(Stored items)
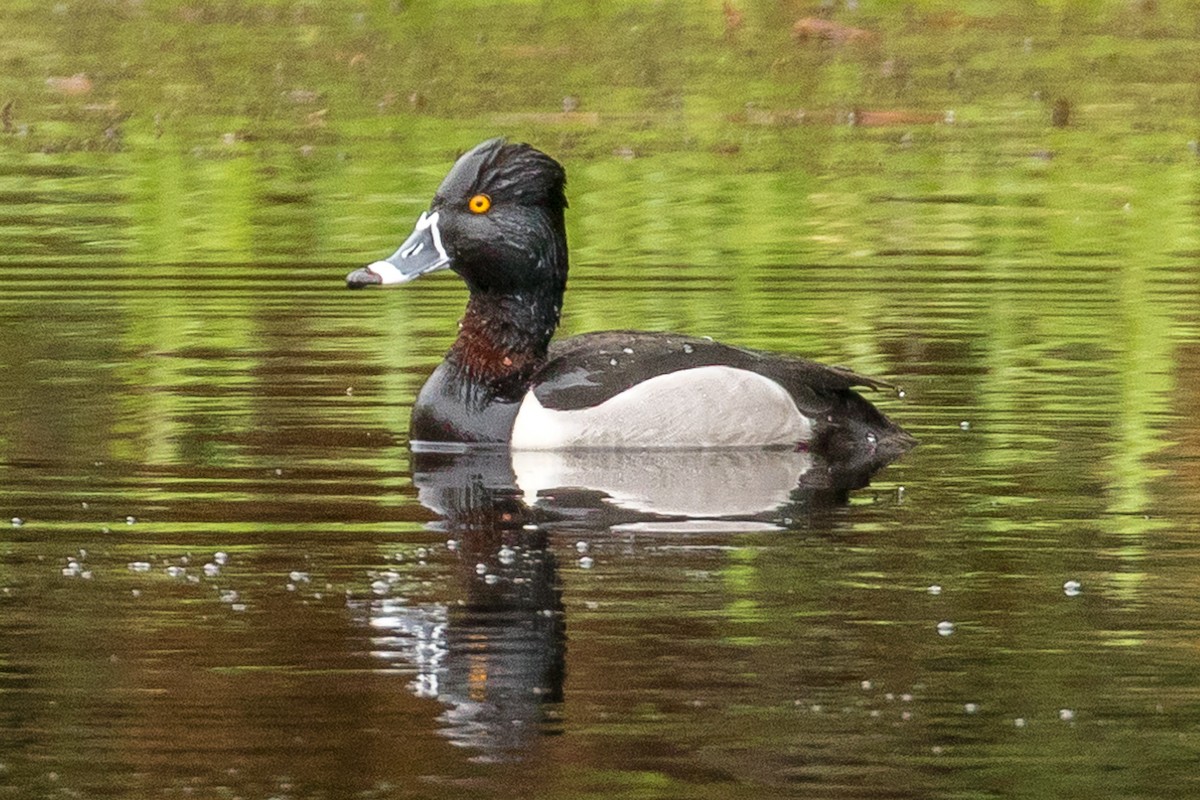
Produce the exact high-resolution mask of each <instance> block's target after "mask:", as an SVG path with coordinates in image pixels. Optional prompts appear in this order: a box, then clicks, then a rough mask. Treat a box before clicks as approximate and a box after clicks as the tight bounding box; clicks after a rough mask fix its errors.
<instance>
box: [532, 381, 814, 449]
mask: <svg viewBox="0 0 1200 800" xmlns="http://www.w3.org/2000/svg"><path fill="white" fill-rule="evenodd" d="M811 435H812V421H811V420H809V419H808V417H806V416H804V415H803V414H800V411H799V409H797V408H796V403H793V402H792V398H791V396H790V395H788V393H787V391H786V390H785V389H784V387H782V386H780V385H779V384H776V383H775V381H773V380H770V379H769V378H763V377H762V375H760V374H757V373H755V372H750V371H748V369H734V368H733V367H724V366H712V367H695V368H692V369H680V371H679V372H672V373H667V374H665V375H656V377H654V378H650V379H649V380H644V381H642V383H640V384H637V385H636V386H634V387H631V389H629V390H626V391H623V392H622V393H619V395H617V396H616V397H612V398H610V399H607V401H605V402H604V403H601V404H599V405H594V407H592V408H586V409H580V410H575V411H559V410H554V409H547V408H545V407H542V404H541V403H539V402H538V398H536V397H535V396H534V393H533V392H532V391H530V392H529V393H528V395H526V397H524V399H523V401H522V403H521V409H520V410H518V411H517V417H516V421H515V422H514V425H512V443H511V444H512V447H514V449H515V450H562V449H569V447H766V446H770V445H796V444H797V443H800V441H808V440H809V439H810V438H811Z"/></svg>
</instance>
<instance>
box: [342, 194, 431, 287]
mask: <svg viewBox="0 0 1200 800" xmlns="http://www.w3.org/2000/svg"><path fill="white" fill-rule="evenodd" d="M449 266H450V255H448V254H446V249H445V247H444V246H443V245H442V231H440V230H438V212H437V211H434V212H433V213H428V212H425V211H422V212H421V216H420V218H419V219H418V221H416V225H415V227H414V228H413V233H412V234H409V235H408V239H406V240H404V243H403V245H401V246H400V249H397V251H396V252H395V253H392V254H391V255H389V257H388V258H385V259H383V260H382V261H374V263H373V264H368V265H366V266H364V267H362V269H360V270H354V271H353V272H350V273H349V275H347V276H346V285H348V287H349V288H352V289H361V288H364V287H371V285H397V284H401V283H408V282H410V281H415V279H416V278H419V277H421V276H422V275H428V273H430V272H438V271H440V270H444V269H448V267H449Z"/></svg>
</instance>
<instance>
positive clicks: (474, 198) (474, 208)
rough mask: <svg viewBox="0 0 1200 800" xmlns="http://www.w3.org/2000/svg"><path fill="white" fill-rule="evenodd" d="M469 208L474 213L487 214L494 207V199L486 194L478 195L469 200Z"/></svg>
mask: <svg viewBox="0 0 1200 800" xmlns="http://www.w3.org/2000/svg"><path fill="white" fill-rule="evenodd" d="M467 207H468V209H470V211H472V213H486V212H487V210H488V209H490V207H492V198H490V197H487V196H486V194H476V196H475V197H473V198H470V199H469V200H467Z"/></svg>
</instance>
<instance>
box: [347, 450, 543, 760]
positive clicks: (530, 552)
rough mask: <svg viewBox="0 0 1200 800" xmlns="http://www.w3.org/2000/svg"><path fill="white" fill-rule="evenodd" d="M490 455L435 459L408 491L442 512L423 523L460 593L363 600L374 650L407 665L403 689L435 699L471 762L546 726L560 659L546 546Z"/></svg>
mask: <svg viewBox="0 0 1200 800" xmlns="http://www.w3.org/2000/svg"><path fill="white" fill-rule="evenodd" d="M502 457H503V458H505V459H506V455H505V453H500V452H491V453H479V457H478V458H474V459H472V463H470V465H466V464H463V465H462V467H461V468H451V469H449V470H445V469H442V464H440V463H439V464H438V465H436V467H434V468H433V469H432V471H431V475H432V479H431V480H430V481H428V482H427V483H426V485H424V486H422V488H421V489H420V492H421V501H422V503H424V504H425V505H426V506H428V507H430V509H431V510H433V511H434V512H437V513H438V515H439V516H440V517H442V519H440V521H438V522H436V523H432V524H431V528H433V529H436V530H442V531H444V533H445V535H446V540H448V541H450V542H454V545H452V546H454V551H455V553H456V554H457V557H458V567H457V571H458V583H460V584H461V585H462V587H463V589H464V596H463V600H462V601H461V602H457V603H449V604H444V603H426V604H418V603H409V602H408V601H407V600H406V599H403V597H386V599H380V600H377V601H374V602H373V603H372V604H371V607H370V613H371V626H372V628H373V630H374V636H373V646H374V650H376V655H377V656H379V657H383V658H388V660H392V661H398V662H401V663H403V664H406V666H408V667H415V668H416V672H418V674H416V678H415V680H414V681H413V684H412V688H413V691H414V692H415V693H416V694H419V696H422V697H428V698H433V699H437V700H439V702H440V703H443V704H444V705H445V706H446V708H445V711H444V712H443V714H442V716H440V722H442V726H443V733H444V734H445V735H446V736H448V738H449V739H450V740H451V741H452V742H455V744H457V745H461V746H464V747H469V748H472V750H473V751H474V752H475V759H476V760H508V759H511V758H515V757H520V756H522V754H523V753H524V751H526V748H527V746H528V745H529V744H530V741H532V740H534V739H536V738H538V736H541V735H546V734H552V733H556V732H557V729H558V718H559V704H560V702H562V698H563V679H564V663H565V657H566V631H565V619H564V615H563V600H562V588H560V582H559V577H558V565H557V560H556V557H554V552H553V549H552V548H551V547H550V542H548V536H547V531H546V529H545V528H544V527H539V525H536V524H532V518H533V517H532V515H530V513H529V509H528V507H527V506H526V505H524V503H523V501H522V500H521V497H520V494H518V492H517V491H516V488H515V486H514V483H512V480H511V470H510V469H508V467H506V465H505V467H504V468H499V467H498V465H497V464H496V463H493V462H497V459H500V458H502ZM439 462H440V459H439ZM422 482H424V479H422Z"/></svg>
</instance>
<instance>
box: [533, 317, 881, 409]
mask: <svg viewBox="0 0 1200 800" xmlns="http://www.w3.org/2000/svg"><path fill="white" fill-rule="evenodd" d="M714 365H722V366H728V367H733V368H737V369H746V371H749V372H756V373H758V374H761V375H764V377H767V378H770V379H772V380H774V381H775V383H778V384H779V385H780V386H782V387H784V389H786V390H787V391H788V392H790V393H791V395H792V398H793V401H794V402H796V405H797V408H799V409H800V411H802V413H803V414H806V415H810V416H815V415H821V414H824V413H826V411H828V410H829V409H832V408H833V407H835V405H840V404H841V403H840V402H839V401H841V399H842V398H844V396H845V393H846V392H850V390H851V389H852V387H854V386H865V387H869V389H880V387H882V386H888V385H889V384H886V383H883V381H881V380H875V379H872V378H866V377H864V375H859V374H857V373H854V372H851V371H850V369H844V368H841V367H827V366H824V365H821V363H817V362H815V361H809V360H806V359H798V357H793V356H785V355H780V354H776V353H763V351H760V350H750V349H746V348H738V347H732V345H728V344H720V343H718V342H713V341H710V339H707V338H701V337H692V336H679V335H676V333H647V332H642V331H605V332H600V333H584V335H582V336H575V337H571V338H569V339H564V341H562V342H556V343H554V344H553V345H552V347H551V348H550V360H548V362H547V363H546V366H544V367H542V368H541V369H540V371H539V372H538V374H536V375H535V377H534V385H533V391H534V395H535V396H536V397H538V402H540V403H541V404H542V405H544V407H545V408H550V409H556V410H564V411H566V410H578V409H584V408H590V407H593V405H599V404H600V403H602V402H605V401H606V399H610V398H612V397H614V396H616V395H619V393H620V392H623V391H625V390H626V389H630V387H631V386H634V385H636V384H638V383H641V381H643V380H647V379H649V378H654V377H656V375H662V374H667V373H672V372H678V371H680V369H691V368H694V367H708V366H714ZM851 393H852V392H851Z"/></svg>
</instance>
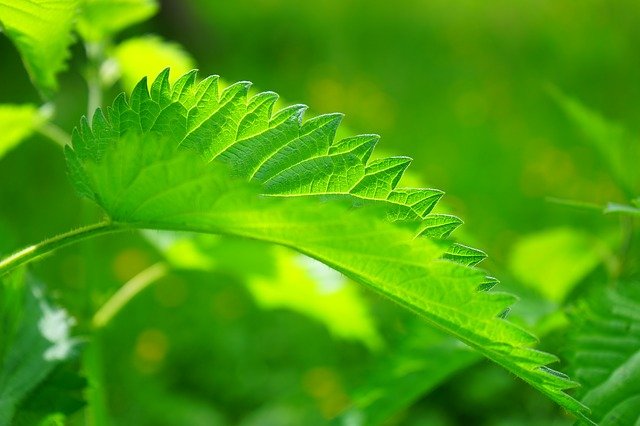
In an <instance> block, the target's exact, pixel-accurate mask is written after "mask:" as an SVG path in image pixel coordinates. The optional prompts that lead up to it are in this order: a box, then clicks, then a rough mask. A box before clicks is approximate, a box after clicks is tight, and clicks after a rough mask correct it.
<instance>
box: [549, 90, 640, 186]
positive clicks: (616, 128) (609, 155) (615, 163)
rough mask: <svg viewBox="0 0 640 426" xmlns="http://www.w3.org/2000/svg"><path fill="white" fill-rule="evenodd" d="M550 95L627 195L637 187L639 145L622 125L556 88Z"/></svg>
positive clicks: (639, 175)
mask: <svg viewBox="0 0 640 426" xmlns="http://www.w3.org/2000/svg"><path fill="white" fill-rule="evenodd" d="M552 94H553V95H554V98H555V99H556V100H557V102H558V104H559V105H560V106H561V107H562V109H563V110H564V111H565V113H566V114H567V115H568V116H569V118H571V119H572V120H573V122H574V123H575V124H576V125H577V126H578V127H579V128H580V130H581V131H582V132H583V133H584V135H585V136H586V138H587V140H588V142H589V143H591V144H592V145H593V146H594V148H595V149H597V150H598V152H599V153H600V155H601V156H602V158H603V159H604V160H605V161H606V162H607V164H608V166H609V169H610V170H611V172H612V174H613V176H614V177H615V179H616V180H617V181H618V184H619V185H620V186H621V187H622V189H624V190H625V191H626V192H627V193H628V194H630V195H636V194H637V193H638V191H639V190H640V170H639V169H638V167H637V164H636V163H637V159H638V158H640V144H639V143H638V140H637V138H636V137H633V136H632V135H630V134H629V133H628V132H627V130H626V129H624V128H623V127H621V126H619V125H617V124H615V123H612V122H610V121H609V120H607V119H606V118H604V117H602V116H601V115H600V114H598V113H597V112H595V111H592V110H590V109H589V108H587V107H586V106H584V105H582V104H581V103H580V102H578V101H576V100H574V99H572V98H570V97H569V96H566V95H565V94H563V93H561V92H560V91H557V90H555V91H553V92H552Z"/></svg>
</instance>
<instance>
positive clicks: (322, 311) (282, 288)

**Try it**
List every line in the rows above that contains the string "exact", copying each line in full. Case counts.

**Result for this task**
Produce the exact high-resolution mask of each <instance> block's target after "mask:", as an SVG path with coordinates in image pixels. Optional prompts appear in this order: a box, then clicks, then a rough mask. Treat a box before clicks as approximate and a box after clicks as the tight bounding box; clicks after a rough mask fix its errors.
In an <instance> block, the target's exact, pixel-accurate mask is written after "mask:" as an SVG path in image pixel coordinates. The optional prompts that lead up to it are in this order: a box, then clicks, then a rough mask. A box before clicks is approximate, a box after clicks is tight, and clicks after a rough mask correct it.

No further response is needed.